**What is being asked**
Each entry below is to be duplicated verbatim.

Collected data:
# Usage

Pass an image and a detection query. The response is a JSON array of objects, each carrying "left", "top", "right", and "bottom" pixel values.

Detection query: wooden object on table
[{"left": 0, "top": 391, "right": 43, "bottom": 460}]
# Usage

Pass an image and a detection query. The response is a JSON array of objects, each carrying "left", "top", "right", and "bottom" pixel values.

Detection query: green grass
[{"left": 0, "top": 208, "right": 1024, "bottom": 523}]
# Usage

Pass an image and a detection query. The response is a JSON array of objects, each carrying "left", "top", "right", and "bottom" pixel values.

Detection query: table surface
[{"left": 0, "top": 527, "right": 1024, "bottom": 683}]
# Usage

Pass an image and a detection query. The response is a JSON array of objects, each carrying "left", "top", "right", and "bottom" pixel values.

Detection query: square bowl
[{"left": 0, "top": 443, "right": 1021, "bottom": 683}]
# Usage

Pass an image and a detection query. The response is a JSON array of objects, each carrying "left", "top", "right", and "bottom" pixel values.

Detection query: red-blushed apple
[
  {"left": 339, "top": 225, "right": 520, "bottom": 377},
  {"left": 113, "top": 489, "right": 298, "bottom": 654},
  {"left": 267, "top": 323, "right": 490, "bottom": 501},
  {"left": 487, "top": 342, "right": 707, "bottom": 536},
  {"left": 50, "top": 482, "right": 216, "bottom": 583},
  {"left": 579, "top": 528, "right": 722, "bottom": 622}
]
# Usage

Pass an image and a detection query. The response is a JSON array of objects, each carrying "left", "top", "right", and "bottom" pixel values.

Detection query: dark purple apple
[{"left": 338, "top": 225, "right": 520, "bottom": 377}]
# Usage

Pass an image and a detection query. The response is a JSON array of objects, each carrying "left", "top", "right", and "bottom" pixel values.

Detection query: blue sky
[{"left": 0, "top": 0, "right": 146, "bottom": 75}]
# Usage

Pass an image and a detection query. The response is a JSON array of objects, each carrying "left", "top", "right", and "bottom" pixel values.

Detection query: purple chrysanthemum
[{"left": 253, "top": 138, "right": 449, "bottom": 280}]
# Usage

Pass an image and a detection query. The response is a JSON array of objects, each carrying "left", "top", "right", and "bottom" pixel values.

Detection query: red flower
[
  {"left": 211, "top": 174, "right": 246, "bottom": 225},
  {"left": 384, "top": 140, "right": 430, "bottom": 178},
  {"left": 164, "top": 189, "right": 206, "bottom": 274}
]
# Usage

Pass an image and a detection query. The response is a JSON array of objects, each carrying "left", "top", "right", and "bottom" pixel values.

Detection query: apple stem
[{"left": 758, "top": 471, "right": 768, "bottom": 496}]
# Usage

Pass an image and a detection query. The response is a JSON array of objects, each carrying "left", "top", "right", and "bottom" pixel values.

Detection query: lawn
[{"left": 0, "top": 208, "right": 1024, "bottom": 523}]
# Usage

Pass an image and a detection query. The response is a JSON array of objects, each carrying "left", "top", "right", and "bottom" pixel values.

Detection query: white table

**Response**
# Usage

Pass an image and a detection query. The response is a JSON array of objects, each carrying "left", "top", "right", and "bottom" pixel values.

Detection query: wooden object on table
[{"left": 0, "top": 391, "right": 43, "bottom": 460}]
# Usage

Pass an image and a detection query. The response is a JSON array of objects, each carrying "left", "top", "right", and "bottom" pixel values.

Detection query: green grass
[{"left": 0, "top": 208, "right": 1024, "bottom": 523}]
# Usage

Pass an image and a detection query. The response is a JSON array of objects, each carrying "left", "top", "right", and "bottom" pixel values.

Detection query: table surface
[{"left": 0, "top": 527, "right": 1024, "bottom": 683}]
# Usage

Pass an image and a detection query. The response is a JSON array of objects, each carrying "left", "top", "right", and "bottom" pixel values.

Detection query: square bowl
[{"left": 0, "top": 443, "right": 1021, "bottom": 683}]
# Usage

Pass an image and a detection query. The response is a JSON array of objects, each carrying "left", "top", "right", and "bottom" pixel values.

Detection query: red-blushed apple
[
  {"left": 339, "top": 225, "right": 520, "bottom": 377},
  {"left": 113, "top": 489, "right": 298, "bottom": 654},
  {"left": 267, "top": 323, "right": 490, "bottom": 501},
  {"left": 487, "top": 342, "right": 707, "bottom": 536},
  {"left": 50, "top": 482, "right": 216, "bottom": 583},
  {"left": 579, "top": 528, "right": 722, "bottom": 622}
]
# Usage

Pass an image and a detection query. The response is a JSON array of objects, each carrying "left", "top", "right", and "bottom" pixel values.

Detection query: dark purple apple
[{"left": 338, "top": 225, "right": 520, "bottom": 377}]
# Usage

Pass an image and a detection query. The response is a JSON array of objects, each carrying "left", "top", "right", and "bottom" pixel values.

Detection query: blue sky
[{"left": 0, "top": 0, "right": 146, "bottom": 75}]
# Usage

Pass an image and a detection query. The response is a JSON array of objects, each carrying "left", "top", "right", and "bottom" pixel values.

Detection query: purple chrysanthemum
[{"left": 253, "top": 138, "right": 449, "bottom": 280}]
# Usage

Pass an image and a detection query. The response is a JSON array of objects, each carrying "left", "top", "right", and "bottom" pixel values.

Detection query: red flower
[
  {"left": 211, "top": 174, "right": 246, "bottom": 225},
  {"left": 384, "top": 140, "right": 430, "bottom": 178},
  {"left": 164, "top": 189, "right": 206, "bottom": 274}
]
# Usage

Pass an image and a detection query. The response is a JSON array of objects, each carrying "left", "top", "right", and "bottom" pixel values.

Detection query: apple stem
[{"left": 758, "top": 471, "right": 768, "bottom": 496}]
# Usage

Pass an image and a detection query. The response is a JSON array of objects, each carrying "left", "top", "right", and "bottom" pixel values.

Detection query: lawn
[{"left": 0, "top": 208, "right": 1024, "bottom": 523}]
# Usage

Pass an image and a detection query. The response is a JSON array of objects, each carrying "left", "top", "right", and "bottom" pixel values.

Detection query: white table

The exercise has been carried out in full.